**RECORDS SUPPLIED**
# # #
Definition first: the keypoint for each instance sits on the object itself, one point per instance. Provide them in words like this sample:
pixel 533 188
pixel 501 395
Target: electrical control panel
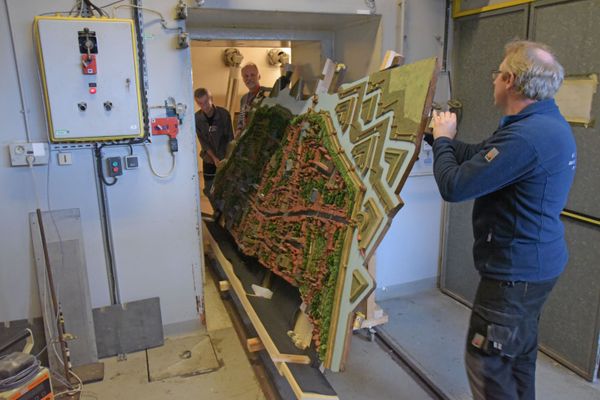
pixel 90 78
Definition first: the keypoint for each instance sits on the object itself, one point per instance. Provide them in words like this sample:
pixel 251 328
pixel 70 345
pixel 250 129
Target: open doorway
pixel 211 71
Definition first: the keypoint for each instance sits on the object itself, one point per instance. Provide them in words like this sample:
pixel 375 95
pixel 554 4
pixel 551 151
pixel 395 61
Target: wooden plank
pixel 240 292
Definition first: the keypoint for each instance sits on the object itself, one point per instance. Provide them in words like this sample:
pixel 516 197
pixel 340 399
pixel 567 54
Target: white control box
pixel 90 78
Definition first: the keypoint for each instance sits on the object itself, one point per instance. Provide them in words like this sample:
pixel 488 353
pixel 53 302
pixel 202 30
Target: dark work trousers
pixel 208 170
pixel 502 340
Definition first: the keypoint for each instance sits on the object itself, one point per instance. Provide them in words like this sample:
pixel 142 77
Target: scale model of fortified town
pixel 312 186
# # #
**SHORT TASK**
Return all of the lines above verbatim, from first to last, and leave the pictures out.

**ANSWER**
Definition first: the keypoint for each instance sits on the object itself, one point per instance. Provide them in words like this sample:
pixel 533 188
pixel 501 395
Target: electrical control panel
pixel 90 78
Definition first: the keypoint for each instance sits on the object itself, one point per instance. Provide them in words like this sample:
pixel 251 328
pixel 70 345
pixel 250 129
Target: open doorway
pixel 211 71
Definition first: the keypoint for each instance sits on the object itself, one point per instance. Provide them in words like this sample:
pixel 375 95
pixel 554 4
pixel 551 151
pixel 395 61
Target: wooden plank
pixel 240 292
Definition first: the keypoint for each instance sits on the object itself, one point per instance. Provide them in words like this sample:
pixel 516 197
pixel 340 399
pixel 567 54
Target: white control box
pixel 90 78
Definition first: the keypoint for each instance sits on the object itself, one point per instance. Provide them in words like this sample:
pixel 488 353
pixel 53 302
pixel 202 30
Target: dark work trousers
pixel 208 170
pixel 502 340
Definition first: the keypoint for each instance sits on the object itself, one point per instance. Provide them in words like this sample:
pixel 142 77
Target: scale model of fortified town
pixel 312 186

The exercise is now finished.